_Description of the task_: Update the material below so that every "JSON array" reads "JSON list". Leave everything else unchanged.

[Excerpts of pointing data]
--------------------

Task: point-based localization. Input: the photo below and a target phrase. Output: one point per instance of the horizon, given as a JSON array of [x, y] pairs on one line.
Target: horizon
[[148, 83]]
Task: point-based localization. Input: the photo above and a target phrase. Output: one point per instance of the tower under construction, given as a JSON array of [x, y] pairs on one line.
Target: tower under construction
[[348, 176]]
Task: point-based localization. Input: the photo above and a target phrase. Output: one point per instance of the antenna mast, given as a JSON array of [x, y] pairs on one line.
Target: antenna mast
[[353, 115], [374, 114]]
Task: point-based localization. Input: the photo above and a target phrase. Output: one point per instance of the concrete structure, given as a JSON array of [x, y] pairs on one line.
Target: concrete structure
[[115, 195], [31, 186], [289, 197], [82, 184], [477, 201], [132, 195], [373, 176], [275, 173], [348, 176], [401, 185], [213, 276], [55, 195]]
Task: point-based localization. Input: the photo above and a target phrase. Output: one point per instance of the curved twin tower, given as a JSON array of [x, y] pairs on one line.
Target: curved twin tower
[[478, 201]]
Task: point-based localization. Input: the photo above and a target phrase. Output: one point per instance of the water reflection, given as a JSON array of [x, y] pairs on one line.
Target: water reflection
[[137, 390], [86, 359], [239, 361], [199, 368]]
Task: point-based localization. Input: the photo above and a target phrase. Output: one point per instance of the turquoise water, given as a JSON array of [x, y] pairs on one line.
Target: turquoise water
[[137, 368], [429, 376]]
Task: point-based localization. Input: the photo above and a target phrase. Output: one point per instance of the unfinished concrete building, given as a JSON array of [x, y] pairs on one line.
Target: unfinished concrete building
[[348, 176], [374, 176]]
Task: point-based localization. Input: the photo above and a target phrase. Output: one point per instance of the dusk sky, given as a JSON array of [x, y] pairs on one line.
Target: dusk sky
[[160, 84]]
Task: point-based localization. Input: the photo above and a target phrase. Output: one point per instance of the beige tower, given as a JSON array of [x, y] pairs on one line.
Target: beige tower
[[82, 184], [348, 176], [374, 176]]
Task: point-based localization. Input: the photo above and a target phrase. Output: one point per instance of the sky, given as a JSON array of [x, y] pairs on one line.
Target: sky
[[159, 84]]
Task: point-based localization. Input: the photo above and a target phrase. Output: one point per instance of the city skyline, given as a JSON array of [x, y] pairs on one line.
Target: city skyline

--------------------

_Solved problem_:
Task: point-based localization. Input: the photo below and a target phrase. Output: one point per instance of the horizon, given as a JSON list of [x, y] pairs on one line.
Target: horizon
[[148, 83]]
Task: point-based localization. Input: the photo above and a target phrase. Output: one point per instance of the tower under construction, given as a JSON list of [x, y] pairs on one line.
Target: tower under construction
[[348, 176]]
Task: point-based localization. Input: the photo above and a target phrase. Output: one point per instance of the antenna mast, given as a JSON list of [x, y] pairs on one line.
Target: antenna mast
[[353, 115], [374, 114]]
Task: point-based localization. Input: the photo above and a target phrase. Output: one point per instance of the concrete structure, given as a JSON list of [x, y] pairs on one line.
Target: concrete structure
[[115, 195], [31, 186], [289, 197], [82, 184], [477, 201], [132, 195], [373, 176], [275, 173], [348, 176], [401, 185], [213, 276], [55, 195]]
Task: point-based localization. Input: the photo above and a target phrase. Output: one point per instance of the curved twin tower, given as a JSON list of [x, y] pairs on one line.
Target: curved twin tower
[[478, 201]]
Task: point-based localization. Input: the photo above and a target phrase. Output: one point per instance of the water reflection, given as a JSON list of [x, y] pairs on one line.
Target: water reflection
[[137, 390], [86, 359], [239, 361], [199, 368]]
Task: point-based localization. Input: the photo above and a target phrase. Output: one point per instance of the turquoise water, given as a JSON list of [x, y] pairs on one line.
Target: turquoise water
[[137, 368], [429, 376]]
Task: point-based localization. Input: the photo above and a target phrase. Output: one point per instance of the unfinished concrete building, given as a JSON list of [x, y] pairs on one line.
Target: unfinished concrete building
[[348, 176], [374, 176]]
Task: point-based localization. Input: the photo above and a target phrase. Output: one point per instance of the dusk sky, given as a JSON list of [x, y] pairs on one line.
Target: dusk sky
[[160, 84]]
Task: point-based localization. Input: the photo above and a target phrase. Output: one point per instance of the beige tower, given as a JSON list of [x, y] pairs on one line.
Target: beige tower
[[82, 184], [348, 176], [374, 176]]
Task: point-based localization. Input: the photo above and a target phrase. Output: one point per instance of the sky, given as a JSON list of [x, y] pairs on one line.
Target: sky
[[159, 84]]
Task: point-based localization. Input: the photo above and a target phrase. Output: one point per instance of the city skyline, given as a JSON list of [x, y] pairs on one line.
Target: city skyline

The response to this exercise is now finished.